**DATASET EXTRACT**
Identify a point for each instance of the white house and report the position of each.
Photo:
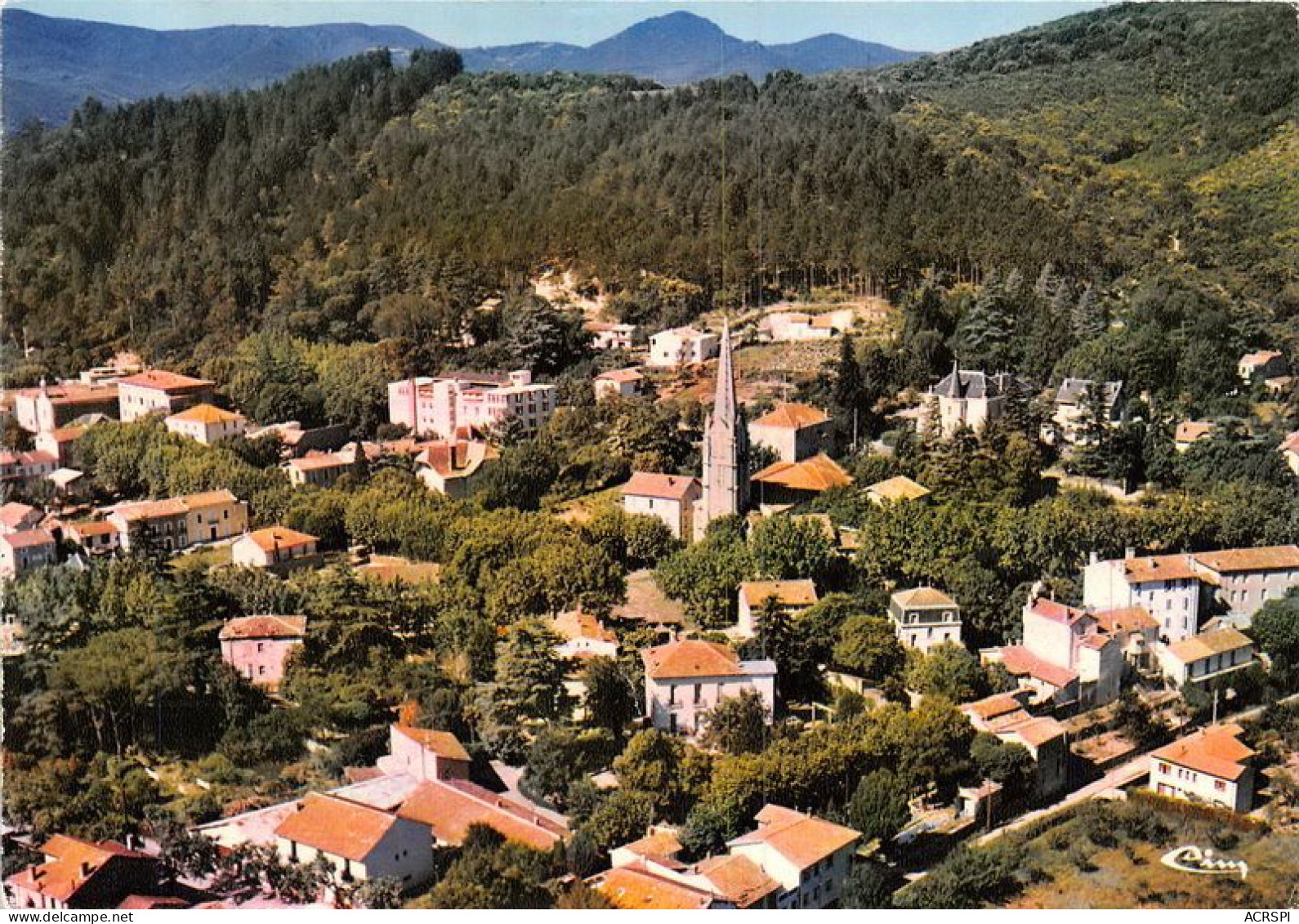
(667, 497)
(682, 346)
(685, 680)
(1210, 767)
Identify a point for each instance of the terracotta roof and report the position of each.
(633, 888)
(691, 658)
(442, 743)
(819, 473)
(337, 827)
(788, 593)
(1215, 750)
(1021, 662)
(922, 596)
(74, 864)
(667, 486)
(792, 417)
(1190, 431)
(899, 488)
(28, 538)
(266, 627)
(451, 806)
(1125, 618)
(1159, 568)
(801, 838)
(1270, 558)
(206, 413)
(1208, 644)
(279, 537)
(161, 380)
(621, 376)
(737, 879)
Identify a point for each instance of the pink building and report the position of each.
(686, 680)
(444, 404)
(259, 646)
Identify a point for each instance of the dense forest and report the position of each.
(1102, 145)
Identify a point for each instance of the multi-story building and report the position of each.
(924, 618)
(682, 346)
(686, 680)
(446, 406)
(178, 523)
(160, 391)
(794, 431)
(1210, 767)
(671, 498)
(207, 424)
(790, 596)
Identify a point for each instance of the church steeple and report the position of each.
(725, 446)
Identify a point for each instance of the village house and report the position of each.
(51, 407)
(1074, 408)
(685, 680)
(924, 618)
(442, 406)
(1210, 767)
(966, 398)
(1206, 657)
(794, 431)
(358, 841)
(682, 346)
(1190, 431)
(59, 442)
(609, 336)
(896, 490)
(1003, 715)
(16, 517)
(788, 484)
(178, 523)
(275, 547)
(77, 873)
(618, 384)
(1261, 364)
(667, 497)
(455, 468)
(1065, 657)
(158, 391)
(207, 424)
(788, 596)
(259, 646)
(425, 754)
(95, 537)
(26, 550)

**PROBLEM TO WORK ON**
Write out only the final block of lines, starting at the line with "Identify a point for each instance of the terracotta" and running to the end of the material.

**EXERCISE ANSWER**
Identify a point for each instance of the terracotta roof and report the position of each.
(633, 888)
(691, 658)
(442, 743)
(819, 473)
(337, 827)
(788, 593)
(1215, 750)
(1021, 662)
(922, 596)
(74, 864)
(667, 486)
(792, 417)
(1190, 431)
(899, 488)
(28, 538)
(266, 627)
(451, 806)
(1125, 618)
(1159, 568)
(801, 838)
(1270, 558)
(206, 413)
(1208, 644)
(279, 537)
(161, 380)
(621, 376)
(737, 879)
Identify a point for each instance of the pink building and report the position of each.
(686, 680)
(444, 404)
(259, 646)
Identify a point for each instance of the dense forest and report the position of each.
(1102, 145)
Identify a point for each instance of the multi-story building and report the position of each.
(924, 618)
(682, 346)
(686, 680)
(446, 406)
(178, 523)
(160, 391)
(794, 431)
(1210, 767)
(671, 498)
(207, 424)
(790, 596)
Identify a point for each instance of the church steeple and report the position of each.
(725, 446)
Identify a point for each instance of the village house and report the position of each.
(51, 407)
(1074, 408)
(685, 680)
(924, 618)
(442, 406)
(1210, 767)
(966, 398)
(1206, 657)
(794, 431)
(358, 841)
(682, 346)
(1190, 431)
(59, 442)
(609, 336)
(896, 490)
(1003, 715)
(16, 517)
(788, 484)
(178, 523)
(275, 547)
(77, 873)
(618, 384)
(1261, 364)
(667, 497)
(455, 468)
(1065, 657)
(158, 391)
(207, 424)
(788, 596)
(259, 646)
(425, 754)
(95, 537)
(26, 550)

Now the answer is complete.